## Stored data entries
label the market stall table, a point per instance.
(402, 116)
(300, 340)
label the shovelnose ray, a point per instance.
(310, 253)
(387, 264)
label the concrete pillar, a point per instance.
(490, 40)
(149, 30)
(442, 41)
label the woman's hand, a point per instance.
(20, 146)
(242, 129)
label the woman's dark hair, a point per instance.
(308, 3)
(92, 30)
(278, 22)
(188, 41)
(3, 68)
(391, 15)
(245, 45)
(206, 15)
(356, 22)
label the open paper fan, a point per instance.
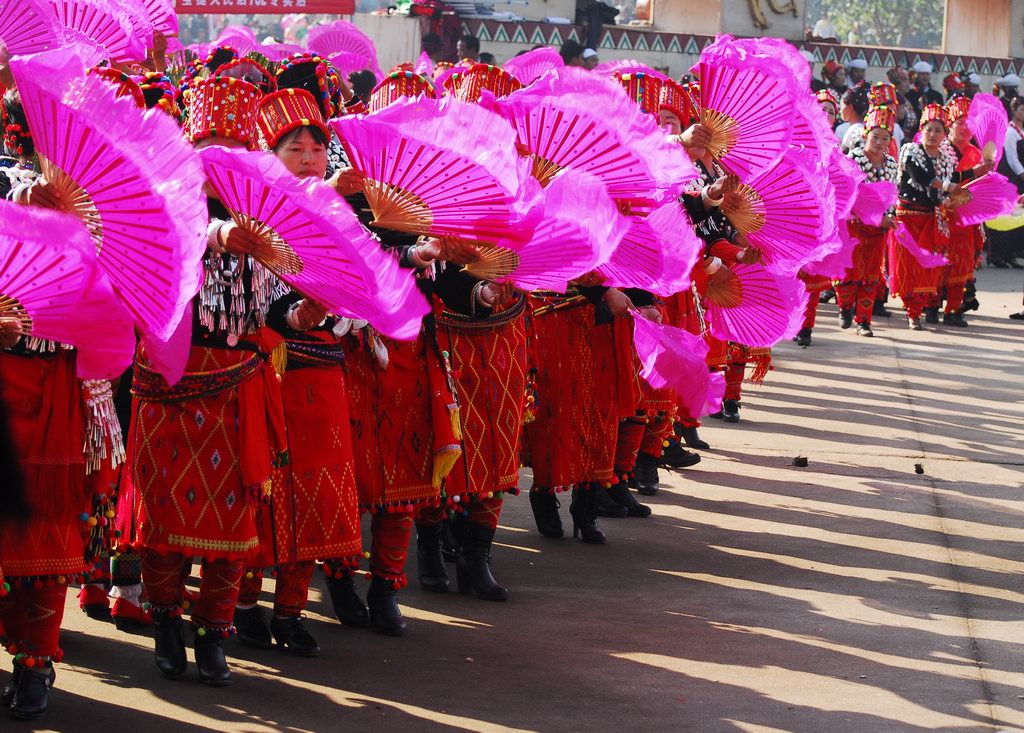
(440, 167)
(534, 65)
(991, 196)
(102, 24)
(609, 69)
(29, 27)
(769, 310)
(129, 175)
(782, 212)
(315, 242)
(162, 15)
(580, 229)
(749, 106)
(573, 119)
(656, 254)
(676, 358)
(50, 285)
(871, 201)
(354, 49)
(846, 177)
(987, 122)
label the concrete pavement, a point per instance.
(851, 595)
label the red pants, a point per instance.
(31, 618)
(857, 297)
(218, 592)
(290, 594)
(483, 511)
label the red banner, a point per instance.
(339, 7)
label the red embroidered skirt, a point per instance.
(391, 413)
(867, 255)
(908, 277)
(488, 359)
(313, 511)
(188, 457)
(43, 401)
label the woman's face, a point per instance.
(933, 133)
(960, 133)
(877, 141)
(670, 122)
(302, 155)
(829, 112)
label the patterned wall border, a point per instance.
(623, 39)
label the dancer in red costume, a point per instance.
(312, 513)
(202, 453)
(51, 416)
(927, 170)
(966, 243)
(857, 290)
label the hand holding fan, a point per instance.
(29, 26)
(579, 230)
(764, 309)
(347, 47)
(573, 119)
(51, 287)
(532, 65)
(656, 254)
(991, 196)
(314, 241)
(676, 358)
(749, 105)
(782, 212)
(440, 167)
(987, 121)
(129, 175)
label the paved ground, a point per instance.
(851, 595)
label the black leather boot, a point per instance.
(450, 540)
(546, 505)
(607, 507)
(646, 474)
(675, 456)
(252, 627)
(385, 616)
(692, 439)
(621, 494)
(473, 568)
(8, 690)
(169, 635)
(430, 561)
(32, 696)
(290, 632)
(348, 607)
(584, 512)
(209, 651)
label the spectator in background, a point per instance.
(856, 70)
(571, 53)
(468, 48)
(1007, 91)
(972, 85)
(363, 83)
(922, 94)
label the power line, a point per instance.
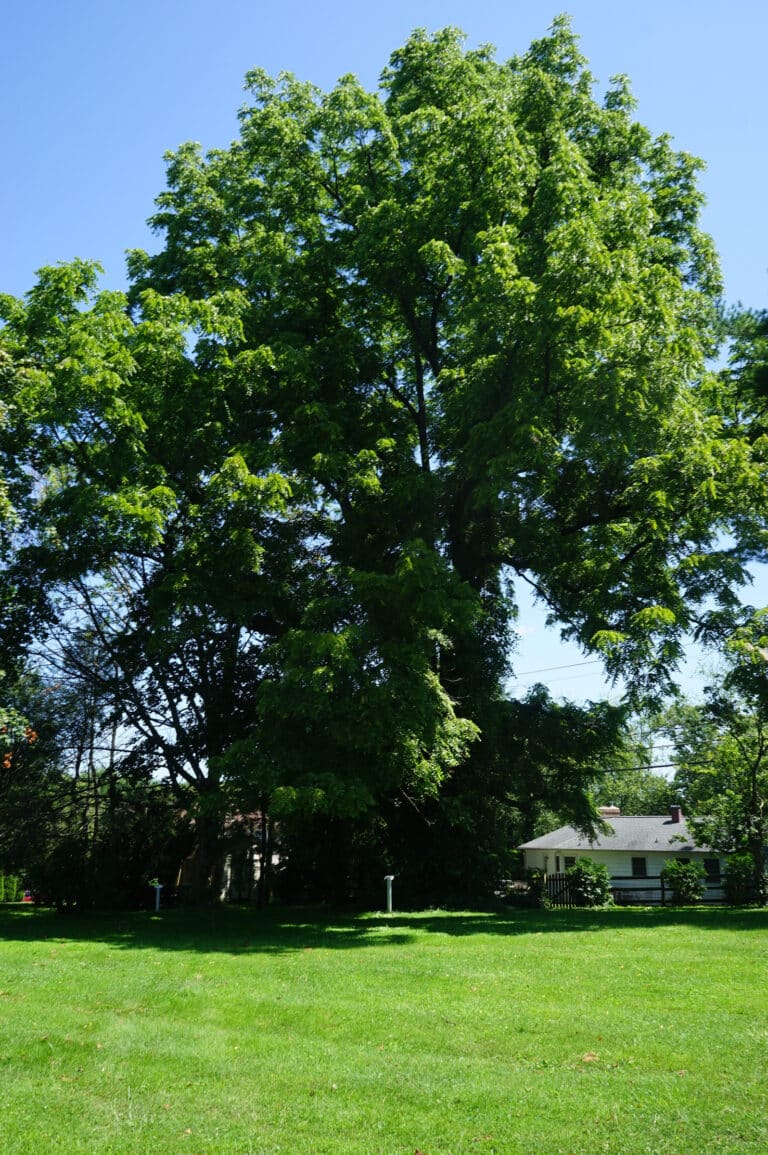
(549, 669)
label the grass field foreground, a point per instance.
(240, 1031)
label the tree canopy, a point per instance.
(396, 354)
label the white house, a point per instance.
(635, 850)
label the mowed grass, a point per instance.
(233, 1030)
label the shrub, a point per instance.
(590, 882)
(686, 881)
(536, 881)
(738, 880)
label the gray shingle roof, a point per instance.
(646, 832)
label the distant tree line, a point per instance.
(267, 514)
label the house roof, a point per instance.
(645, 832)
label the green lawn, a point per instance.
(231, 1030)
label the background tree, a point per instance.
(396, 354)
(722, 750)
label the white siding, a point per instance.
(619, 865)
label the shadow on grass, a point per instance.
(237, 931)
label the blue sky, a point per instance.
(94, 92)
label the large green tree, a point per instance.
(396, 354)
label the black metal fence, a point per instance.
(631, 891)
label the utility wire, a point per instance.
(549, 669)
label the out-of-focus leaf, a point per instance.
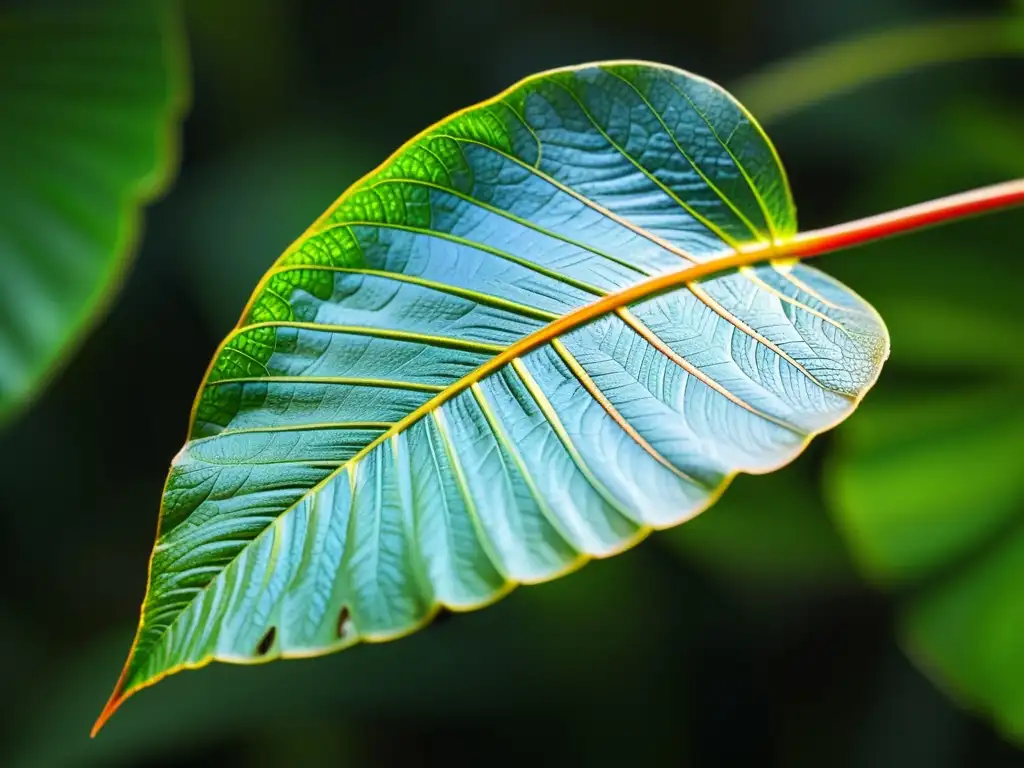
(930, 492)
(768, 530)
(438, 392)
(837, 68)
(927, 484)
(90, 98)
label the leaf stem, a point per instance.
(903, 220)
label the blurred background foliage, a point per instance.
(750, 636)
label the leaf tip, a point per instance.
(116, 699)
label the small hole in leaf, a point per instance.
(343, 617)
(267, 642)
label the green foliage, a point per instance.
(91, 97)
(468, 374)
(927, 483)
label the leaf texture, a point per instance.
(90, 97)
(481, 367)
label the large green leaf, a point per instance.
(90, 96)
(491, 360)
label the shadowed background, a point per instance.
(750, 636)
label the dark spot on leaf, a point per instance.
(343, 621)
(267, 642)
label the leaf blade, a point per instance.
(588, 391)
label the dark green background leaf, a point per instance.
(91, 98)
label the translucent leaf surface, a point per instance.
(90, 95)
(488, 363)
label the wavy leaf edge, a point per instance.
(782, 252)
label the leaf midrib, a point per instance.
(580, 316)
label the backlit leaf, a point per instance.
(493, 359)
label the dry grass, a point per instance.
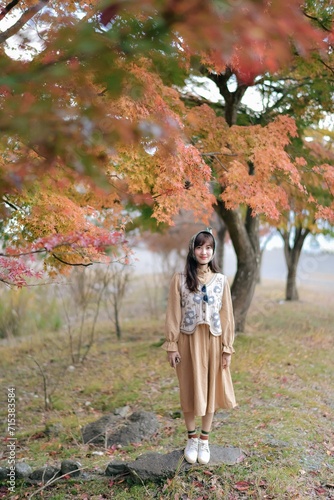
(283, 375)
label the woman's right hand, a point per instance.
(174, 358)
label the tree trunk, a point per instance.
(245, 239)
(292, 256)
(221, 233)
(244, 234)
(117, 324)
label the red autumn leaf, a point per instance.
(242, 486)
(109, 13)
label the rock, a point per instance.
(123, 411)
(225, 455)
(4, 471)
(44, 474)
(97, 432)
(53, 430)
(139, 426)
(22, 470)
(156, 466)
(116, 468)
(70, 467)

## REQUIRED WORK
Please transcribe each entry exactly and exclude any image it contains.

## WRITTEN SOLUTION
label the market stall table, a point per instance.
(402, 116)
(300, 340)
label the shovelnose ray, a point per instance.
(310, 253)
(387, 264)
label the concrete pillar, a point per instance.
(490, 40)
(149, 30)
(442, 41)
label the woman's hand, a point per instance.
(20, 146)
(242, 129)
label the woman's dark hair, a point per instance.
(308, 3)
(92, 30)
(278, 22)
(188, 41)
(3, 68)
(391, 15)
(245, 45)
(206, 15)
(356, 22)
label the open paper fan, a point per instance.
(440, 167)
(534, 65)
(991, 196)
(102, 24)
(609, 69)
(29, 27)
(769, 310)
(129, 175)
(782, 212)
(315, 242)
(162, 15)
(580, 229)
(749, 106)
(573, 119)
(656, 254)
(676, 358)
(50, 285)
(871, 201)
(354, 49)
(846, 177)
(987, 122)
label the concrete pavement, a point per instance.
(851, 595)
label the red pants, a point per instance.
(31, 618)
(857, 297)
(218, 592)
(290, 594)
(483, 511)
label the red banner, a point per instance.
(339, 7)
label the red embroidered skirt, a point per instance.
(391, 413)
(867, 255)
(908, 277)
(488, 359)
(313, 511)
(188, 457)
(43, 401)
label the woman's face, a point per instance.
(933, 133)
(960, 133)
(877, 141)
(670, 122)
(302, 155)
(829, 112)
label the patterned wall border, a point per instance.
(623, 39)
label the dancer in red costume, a point per instance.
(312, 513)
(202, 453)
(51, 416)
(927, 170)
(966, 243)
(857, 290)
label the hand holding fan, a point per instance.
(29, 26)
(579, 230)
(764, 309)
(347, 47)
(573, 119)
(51, 287)
(532, 65)
(656, 254)
(991, 196)
(314, 241)
(676, 358)
(749, 105)
(782, 212)
(440, 167)
(987, 121)
(129, 175)
label the paved ground, a point per instance.
(851, 595)
label the black leather boot, a point per instance.
(450, 540)
(546, 505)
(607, 507)
(646, 474)
(675, 456)
(252, 627)
(385, 616)
(692, 439)
(621, 494)
(473, 568)
(8, 690)
(169, 635)
(430, 561)
(32, 696)
(290, 632)
(348, 607)
(584, 512)
(209, 651)
label the spectator in background, a point per instance.
(856, 70)
(571, 53)
(468, 48)
(1007, 91)
(972, 85)
(363, 83)
(922, 94)
label the power line, a point per instance.
(549, 669)
label the grass field foreground, a point per instance.
(240, 1031)
label the tree canopy, a point per instance.
(396, 354)
label the white house, a point per instance.
(635, 850)
label the mowed grass, a point per instance.
(233, 1030)
label the shrub, a point per instance.
(590, 882)
(686, 881)
(536, 881)
(738, 880)
label the gray shingle roof, a point per instance.
(646, 832)
label the distant tree line, a point per instance.
(267, 514)
label the house roof, a point per instance.
(645, 832)
label the green lawn, a point per instance.
(231, 1030)
label the background tree, a point per instance.
(396, 354)
(722, 750)
label the white siding, a point per instance.
(619, 865)
label the shadow on grass, a point per instance.
(237, 931)
label the blue sky, a point per instance.
(94, 92)
label the large green tree, a point per instance.
(396, 354)
label the black metal fence, a point per instance.
(631, 891)
label the utility wire, a point per instance.
(549, 669)
label the out-of-focus leaf, a point per instance.
(930, 492)
(768, 530)
(438, 392)
(837, 68)
(927, 484)
(90, 98)
label the leaf stem, a point per instance.
(903, 220)
label the blurred background foliage, a point per instance.
(750, 636)
label the leaf tip, a point per instance.
(116, 699)
label the small hole in leaf, a point per instance.
(343, 617)
(267, 642)
label the green foliage, a point per instance.
(91, 97)
(468, 374)
(927, 483)
label the leaf texture, a point per instance.
(90, 97)
(481, 367)
label the large green leaf, a point per instance.
(90, 96)
(491, 360)
label the shadowed background, a point per instance.
(750, 636)
label the dark spot on leaf, a point per instance.
(343, 621)
(267, 642)
label the leaf blade, a point per instance.
(588, 391)
label the dark green background leaf, a point per instance.
(91, 98)
label the translucent leaf surface, a point per instance.
(90, 95)
(488, 363)
label the wavy leaf edge, a point per instance.
(782, 252)
label the leaf midrib, a point per instance.
(580, 316)
label the backlit leaf, a point per instance.
(493, 359)
label the dry grass, a point per instance.
(283, 375)
label the woman's right hand, a point per instance.
(174, 358)
label the tree trunk, a point per instance.
(245, 239)
(292, 256)
(221, 233)
(244, 234)
(117, 324)
label the red autumn leaf, a point per instance.
(242, 486)
(109, 13)
label the rock, a point per instance.
(123, 411)
(225, 455)
(4, 471)
(44, 474)
(97, 432)
(53, 430)
(139, 426)
(22, 470)
(156, 466)
(116, 468)
(70, 467)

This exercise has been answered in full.